━━ Data rows

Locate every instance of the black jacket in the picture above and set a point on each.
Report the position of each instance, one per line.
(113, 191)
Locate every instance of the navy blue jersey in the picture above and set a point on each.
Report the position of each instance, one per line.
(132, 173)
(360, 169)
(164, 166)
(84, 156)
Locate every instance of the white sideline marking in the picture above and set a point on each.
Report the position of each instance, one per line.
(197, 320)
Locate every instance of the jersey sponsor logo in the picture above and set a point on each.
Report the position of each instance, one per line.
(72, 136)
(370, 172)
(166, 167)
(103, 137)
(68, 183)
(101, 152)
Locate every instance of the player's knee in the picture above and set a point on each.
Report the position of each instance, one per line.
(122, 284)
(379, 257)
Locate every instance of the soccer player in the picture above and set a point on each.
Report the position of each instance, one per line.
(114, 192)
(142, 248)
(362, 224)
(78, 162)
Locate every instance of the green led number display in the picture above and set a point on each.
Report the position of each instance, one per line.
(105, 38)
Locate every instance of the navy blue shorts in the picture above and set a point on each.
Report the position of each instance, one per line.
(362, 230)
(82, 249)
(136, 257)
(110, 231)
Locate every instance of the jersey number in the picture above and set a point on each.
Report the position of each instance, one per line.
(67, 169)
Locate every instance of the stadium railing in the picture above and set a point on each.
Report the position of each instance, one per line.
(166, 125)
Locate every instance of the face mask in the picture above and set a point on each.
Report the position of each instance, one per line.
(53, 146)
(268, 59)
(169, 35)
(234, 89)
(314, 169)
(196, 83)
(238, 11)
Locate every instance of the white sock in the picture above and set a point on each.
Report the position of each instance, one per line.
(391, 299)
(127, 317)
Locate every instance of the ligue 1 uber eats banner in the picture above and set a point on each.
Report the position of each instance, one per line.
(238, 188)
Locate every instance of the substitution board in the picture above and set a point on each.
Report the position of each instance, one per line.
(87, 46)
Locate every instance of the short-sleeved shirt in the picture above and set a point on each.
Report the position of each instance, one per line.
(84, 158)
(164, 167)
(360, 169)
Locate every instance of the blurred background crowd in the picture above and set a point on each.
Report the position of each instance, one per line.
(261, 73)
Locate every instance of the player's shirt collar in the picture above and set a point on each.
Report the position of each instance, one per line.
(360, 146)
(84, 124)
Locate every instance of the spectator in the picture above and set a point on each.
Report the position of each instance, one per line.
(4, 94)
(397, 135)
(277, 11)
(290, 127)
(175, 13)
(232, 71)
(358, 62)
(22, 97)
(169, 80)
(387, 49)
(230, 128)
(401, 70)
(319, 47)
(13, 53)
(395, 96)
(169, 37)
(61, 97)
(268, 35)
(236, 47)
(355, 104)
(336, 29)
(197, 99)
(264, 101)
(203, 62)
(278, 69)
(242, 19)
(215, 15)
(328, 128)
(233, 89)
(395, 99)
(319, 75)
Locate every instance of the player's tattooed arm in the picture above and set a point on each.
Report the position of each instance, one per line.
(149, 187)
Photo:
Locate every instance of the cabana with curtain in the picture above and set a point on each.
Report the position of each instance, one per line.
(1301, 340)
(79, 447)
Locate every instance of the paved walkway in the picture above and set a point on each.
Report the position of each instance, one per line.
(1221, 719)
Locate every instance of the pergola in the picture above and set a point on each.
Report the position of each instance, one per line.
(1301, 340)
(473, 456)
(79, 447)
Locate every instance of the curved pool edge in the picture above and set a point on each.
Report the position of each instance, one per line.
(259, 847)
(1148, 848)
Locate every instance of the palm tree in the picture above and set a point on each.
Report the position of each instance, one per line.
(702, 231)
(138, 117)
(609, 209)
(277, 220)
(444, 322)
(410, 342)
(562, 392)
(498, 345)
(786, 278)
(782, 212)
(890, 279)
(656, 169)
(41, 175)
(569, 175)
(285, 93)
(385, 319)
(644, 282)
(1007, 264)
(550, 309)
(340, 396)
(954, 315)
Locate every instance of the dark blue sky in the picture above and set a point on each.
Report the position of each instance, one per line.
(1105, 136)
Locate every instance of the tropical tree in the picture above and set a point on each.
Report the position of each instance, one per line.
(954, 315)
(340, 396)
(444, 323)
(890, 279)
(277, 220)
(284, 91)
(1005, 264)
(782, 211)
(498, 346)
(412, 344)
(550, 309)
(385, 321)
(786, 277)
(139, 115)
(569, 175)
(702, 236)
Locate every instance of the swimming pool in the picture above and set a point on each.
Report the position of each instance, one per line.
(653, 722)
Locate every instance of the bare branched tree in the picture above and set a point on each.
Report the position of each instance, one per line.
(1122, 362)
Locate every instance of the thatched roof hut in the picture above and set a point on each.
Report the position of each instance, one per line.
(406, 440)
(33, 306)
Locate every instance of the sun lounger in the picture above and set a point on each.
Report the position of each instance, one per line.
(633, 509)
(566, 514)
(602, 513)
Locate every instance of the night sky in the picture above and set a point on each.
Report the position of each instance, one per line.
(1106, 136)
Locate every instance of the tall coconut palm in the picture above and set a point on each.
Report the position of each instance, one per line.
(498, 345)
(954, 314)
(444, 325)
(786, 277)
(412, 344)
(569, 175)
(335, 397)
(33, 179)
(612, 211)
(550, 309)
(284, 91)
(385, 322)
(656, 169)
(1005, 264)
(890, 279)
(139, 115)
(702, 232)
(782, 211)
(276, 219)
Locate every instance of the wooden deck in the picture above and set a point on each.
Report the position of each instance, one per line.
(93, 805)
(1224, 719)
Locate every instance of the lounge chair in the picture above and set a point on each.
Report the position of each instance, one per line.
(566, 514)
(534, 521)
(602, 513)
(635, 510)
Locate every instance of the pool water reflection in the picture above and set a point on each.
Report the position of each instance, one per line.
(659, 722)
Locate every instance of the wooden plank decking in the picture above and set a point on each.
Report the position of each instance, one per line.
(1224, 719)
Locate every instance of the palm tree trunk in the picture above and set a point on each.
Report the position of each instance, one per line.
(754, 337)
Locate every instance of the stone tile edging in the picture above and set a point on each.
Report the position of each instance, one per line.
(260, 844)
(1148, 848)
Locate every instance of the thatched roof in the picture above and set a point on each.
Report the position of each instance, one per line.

━━━━

» **Written exercise**
Format the stretch of the records from the line containing "Locate every instance of the pergola" through the line containing "(1122, 362)" as a Markdown table with two columns, Row and Text, giving each line its own numbered row and leaving out blank lines.

» **Written answer**
| Row | Text |
|---|---|
| 1 | Locate every instance of the pergola in the picture above and set a point on each. |
| 2 | Report the position of each instance, one per line. |
| 3 | (1301, 340) |
| 4 | (473, 456) |
| 5 | (79, 447) |
| 6 | Locate every instance of the curved pool edge in the picture above and set a point on each. |
| 7 | Report the position of each instance, one per line. |
| 8 | (259, 847) |
| 9 | (1148, 848) |
| 10 | Locate every instance of the palm tree in the picture above and set a point on each. |
| 11 | Report the position of each instance, one per line. |
| 12 | (702, 231) |
| 13 | (138, 117) |
| 14 | (609, 209) |
| 15 | (277, 220) |
| 16 | (444, 322) |
| 17 | (410, 342) |
| 18 | (562, 392) |
| 19 | (498, 345) |
| 20 | (786, 278) |
| 21 | (782, 212) |
| 22 | (890, 279) |
| 23 | (656, 169) |
| 24 | (41, 175) |
| 25 | (569, 175) |
| 26 | (285, 93) |
| 27 | (385, 319) |
| 28 | (644, 282) |
| 29 | (1007, 264) |
| 30 | (550, 309) |
| 31 | (340, 396) |
| 32 | (954, 315) |
| 33 | Locate every instance of the dark blue sky in the picture above and set a point on each. |
| 34 | Report the position of each instance, one per line. |
| 35 | (1105, 136) |
| 36 | Locate every instance of the tropical tree in the picture above and set a point on each. |
| 37 | Report the position of each instance, one per line. |
| 38 | (954, 315) |
| 39 | (340, 396) |
| 40 | (444, 323) |
| 41 | (890, 279) |
| 42 | (277, 220) |
| 43 | (284, 91) |
| 44 | (1005, 264) |
| 45 | (782, 211) |
| 46 | (498, 346) |
| 47 | (412, 344) |
| 48 | (550, 309) |
| 49 | (385, 321) |
| 50 | (786, 277) |
| 51 | (139, 115) |
| 52 | (569, 175) |
| 53 | (702, 236) |
| 54 | Locate every instance of the swimming pool in the picture above and set a point on each. |
| 55 | Report the position of each instance, one per line. |
| 56 | (653, 722) |
| 57 | Locate every instance of the bare branched tree in the picture above and set a point on each. |
| 58 | Report the position of each instance, one per line. |
| 59 | (1122, 362) |